» INPUT:
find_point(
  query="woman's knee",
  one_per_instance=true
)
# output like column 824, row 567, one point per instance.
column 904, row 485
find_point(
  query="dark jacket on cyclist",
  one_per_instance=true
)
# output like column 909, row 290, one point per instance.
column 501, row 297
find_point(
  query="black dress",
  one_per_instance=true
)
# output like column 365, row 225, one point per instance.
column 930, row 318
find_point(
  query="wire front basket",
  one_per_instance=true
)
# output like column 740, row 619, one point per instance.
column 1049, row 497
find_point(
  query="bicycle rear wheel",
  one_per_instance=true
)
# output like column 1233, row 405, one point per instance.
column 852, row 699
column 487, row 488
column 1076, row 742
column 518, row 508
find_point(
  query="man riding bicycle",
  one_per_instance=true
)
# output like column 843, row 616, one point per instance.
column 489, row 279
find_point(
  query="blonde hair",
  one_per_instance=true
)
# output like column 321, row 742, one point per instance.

» TASK REQUIREMENTS:
Present every line of the data above as a Markdown table with two columns, Number and Line, giving each line's sequential number and its text. Omit blank lines.

» COMPLETE OUTPUT:
| Number | Line |
|---|---|
| 1 | find_point( |
| 2 |   query="woman's knee", |
| 3 |   one_per_instance=true |
| 4 | ) |
| 5 | # output like column 824, row 567, one point per instance. |
| 6 | column 904, row 485 |
| 7 | find_point( |
| 8 |   query="dark jacket on cyclist", |
| 9 |   one_per_instance=true |
| 10 | ) |
| 11 | # output like column 909, row 290, one point per instance. |
| 12 | column 501, row 297 |
| 13 | find_point( |
| 14 |   query="black dress", |
| 15 |   one_per_instance=true |
| 16 | ) |
| 17 | # output like column 365, row 225, one point per instance. |
| 18 | column 930, row 318 |
| 19 | find_point( |
| 20 |   query="wire front basket", |
| 21 |   one_per_instance=true |
| 22 | ) |
| 23 | # output like column 740, row 619, one point per instance. |
| 24 | column 1049, row 497 |
| 25 | find_point( |
| 26 |   query="bicycle rear wheel", |
| 27 |   one_per_instance=true |
| 28 | ) |
| 29 | # output like column 1233, row 405, one point per instance. |
| 30 | column 852, row 699 |
| 31 | column 487, row 488 |
| 32 | column 1076, row 742 |
| 33 | column 518, row 508 |
| 34 | find_point( |
| 35 |   query="man riding bicycle", |
| 36 |   one_per_instance=true |
| 37 | ) |
| 38 | # output like column 843, row 616, one point per instance. |
| 39 | column 489, row 279 |
| 40 | find_point( |
| 41 |   query="blonde hair", |
| 42 |   one_per_instance=true |
| 43 | ) |
| 44 | # output like column 321, row 742, one point per instance. |